(Dataset items)
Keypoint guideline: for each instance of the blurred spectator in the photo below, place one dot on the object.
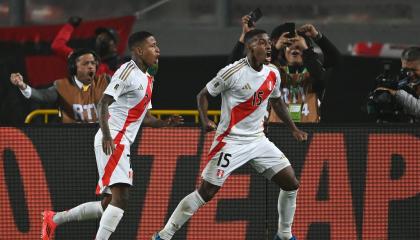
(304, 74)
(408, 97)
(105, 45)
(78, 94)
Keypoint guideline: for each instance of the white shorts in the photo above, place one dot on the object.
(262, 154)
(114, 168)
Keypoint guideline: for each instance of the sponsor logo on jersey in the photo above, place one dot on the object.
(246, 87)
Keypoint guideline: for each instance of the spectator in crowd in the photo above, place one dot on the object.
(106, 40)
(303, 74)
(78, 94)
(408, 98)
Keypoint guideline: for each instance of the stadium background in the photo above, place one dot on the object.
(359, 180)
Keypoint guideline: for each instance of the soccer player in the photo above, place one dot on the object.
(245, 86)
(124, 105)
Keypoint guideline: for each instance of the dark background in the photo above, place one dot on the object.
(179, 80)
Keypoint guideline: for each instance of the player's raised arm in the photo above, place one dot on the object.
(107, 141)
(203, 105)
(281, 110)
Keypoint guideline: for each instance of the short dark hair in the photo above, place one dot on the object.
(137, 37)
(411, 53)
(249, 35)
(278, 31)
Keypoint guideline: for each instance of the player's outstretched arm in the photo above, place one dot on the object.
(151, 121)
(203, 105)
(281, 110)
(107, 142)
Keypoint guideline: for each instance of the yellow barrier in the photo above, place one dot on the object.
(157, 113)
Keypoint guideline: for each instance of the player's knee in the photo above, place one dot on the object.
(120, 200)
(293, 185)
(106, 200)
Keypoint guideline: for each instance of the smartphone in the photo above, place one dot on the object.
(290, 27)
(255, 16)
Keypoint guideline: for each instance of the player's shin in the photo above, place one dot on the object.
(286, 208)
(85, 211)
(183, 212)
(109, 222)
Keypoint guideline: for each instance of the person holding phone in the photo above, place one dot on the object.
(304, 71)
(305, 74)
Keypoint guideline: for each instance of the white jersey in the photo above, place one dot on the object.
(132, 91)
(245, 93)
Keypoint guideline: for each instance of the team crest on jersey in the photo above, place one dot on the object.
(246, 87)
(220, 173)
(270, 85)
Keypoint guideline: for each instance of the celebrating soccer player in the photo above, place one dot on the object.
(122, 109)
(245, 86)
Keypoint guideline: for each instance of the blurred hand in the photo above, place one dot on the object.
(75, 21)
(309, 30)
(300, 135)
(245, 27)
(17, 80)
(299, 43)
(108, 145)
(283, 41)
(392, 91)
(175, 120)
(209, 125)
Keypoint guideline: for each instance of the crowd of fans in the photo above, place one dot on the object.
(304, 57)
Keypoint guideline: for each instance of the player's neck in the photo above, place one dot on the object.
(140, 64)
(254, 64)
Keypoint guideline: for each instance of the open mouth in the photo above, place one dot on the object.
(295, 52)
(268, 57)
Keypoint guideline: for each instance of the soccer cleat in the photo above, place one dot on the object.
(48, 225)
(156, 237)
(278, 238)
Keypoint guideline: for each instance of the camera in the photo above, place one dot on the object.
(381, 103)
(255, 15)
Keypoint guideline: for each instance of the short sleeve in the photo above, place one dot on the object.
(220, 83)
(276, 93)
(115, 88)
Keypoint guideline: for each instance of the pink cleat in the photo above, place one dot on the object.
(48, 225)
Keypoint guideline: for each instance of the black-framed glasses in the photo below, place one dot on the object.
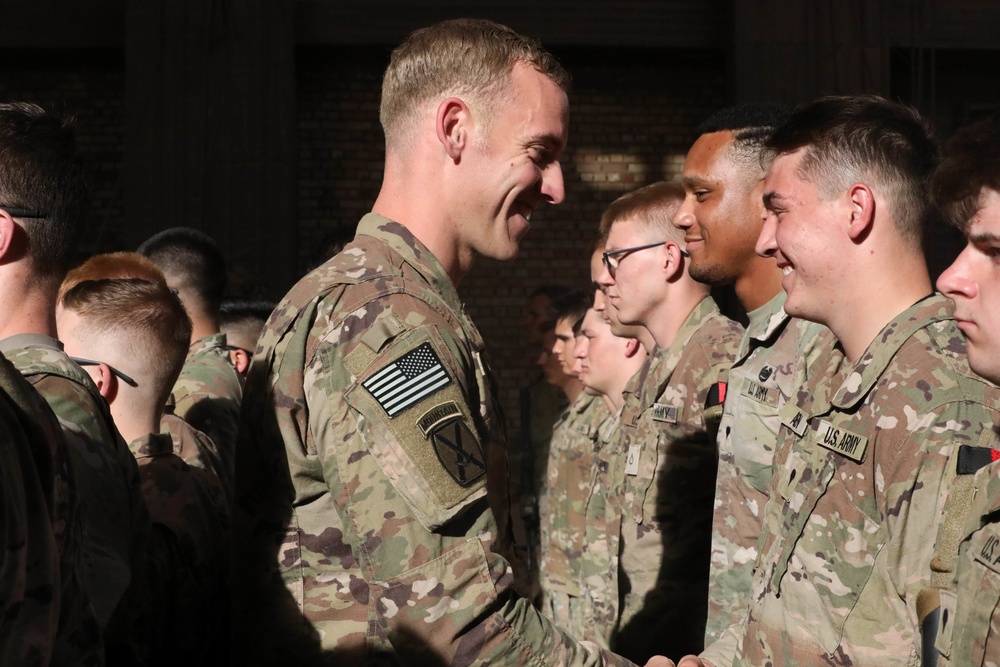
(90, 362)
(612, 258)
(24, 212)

* _Problem description_
Exactly reproduce each entry, but drop the pictures.

* _Final answer_
Keypoint guideline: for each instance of the blurred spectator in the photo below, place one dot on the object.
(304, 74)
(408, 97)
(105, 45)
(78, 94)
Keypoint guideline: for each instance of the white shorts in the photo above, place one dot on the object.
(262, 154)
(114, 168)
Keypoint guideline: for each instance of the sponsor logo on jersey in the photo above, place one dot on the object.
(246, 87)
Keypoint guideline: for each instance of the spectator in crowd in the photo above, place one dot on the object.
(106, 40)
(303, 74)
(78, 94)
(408, 98)
Keypoint guideline: for each instance of the stadium background in the photo above, place one dot on the object.
(359, 180)
Keypoint guideline: for each instance of the soccer player in the photo above, place one dot on the object.
(245, 86)
(124, 105)
Keypoint guideline: for each instance of the dark background in the photo above, place one dot on the object.
(179, 80)
Keypoint guideline: for each instance of the player's raised arm in the photo above, place one dot on the object.
(107, 141)
(203, 105)
(281, 110)
Keypoint guideline: for each instance of the short dark hair in the photo above, place one dot on the object.
(137, 37)
(411, 53)
(249, 35)
(278, 31)
Keypoint guideline: for each instance of the player's outstretched arm in the photo above, place one dot on the object.
(151, 121)
(203, 105)
(281, 110)
(107, 142)
Keypoint guideline: for each instance of the yellow barrier in the photo above, place one dot on the object.
(157, 113)
Keypoint guideline: for each instance of the player's knee in the photo above, place one dot on the object.
(120, 200)
(293, 185)
(106, 200)
Keypoint guideline: for each instance of the smartphone in the photo above, place one dot on the object.
(290, 27)
(255, 16)
Keypoint guideline: for each instance of the player's shin in the photo above, place one dot on the object.
(286, 208)
(85, 211)
(183, 212)
(109, 222)
Keypoint guideline: for each instance of the person holding phone in the photo above, place one dot on the object.
(304, 71)
(305, 74)
Keypoint guideline: for each instance of the white jersey in the photo above, place one dot on the object.
(132, 91)
(245, 93)
Keypoint guideline: for each instance of the team crest on jersey in the photo above, place one dot on the object.
(246, 87)
(220, 173)
(270, 85)
Keypoint guideline: for each instance of the celebrating soccer player in the photo above, place one dot on the object.
(122, 109)
(245, 86)
Keypoint guideline: for each instance of the blurred hand in the photo above, place one dot on the object.
(75, 21)
(309, 30)
(300, 135)
(245, 27)
(17, 80)
(299, 43)
(108, 145)
(283, 41)
(392, 91)
(175, 120)
(209, 125)
Keypoint guideline: for each instance of the crowd of fans in the photo above, place one dot on the object.
(304, 57)
Keypoint guideline: for each instance of the player's neck in the photo above, place one dot on the object.
(140, 64)
(254, 64)
Keypoint guideline: for each instance of the open mouth in the photo above, place one dot on the object.
(295, 52)
(268, 57)
Keypoint guideline: for each instance of the soccer cleat in the photo above, place one dot on the object.
(48, 225)
(156, 237)
(278, 238)
Keypoint guideline: for each instance of the camera in the photo above, place one dot on the object.
(381, 103)
(255, 15)
Keypoint guideline: for each instance of the short sleeve in the photo above, place one dot on the object.
(220, 83)
(276, 93)
(115, 88)
Keypoint guideline: for each instance of the pink cleat in the photo above, place one dot on the object.
(48, 225)
Keypoint guideline: for each instance of the black-framed glasses in the photo below, place one dot on the object.
(90, 362)
(612, 258)
(24, 212)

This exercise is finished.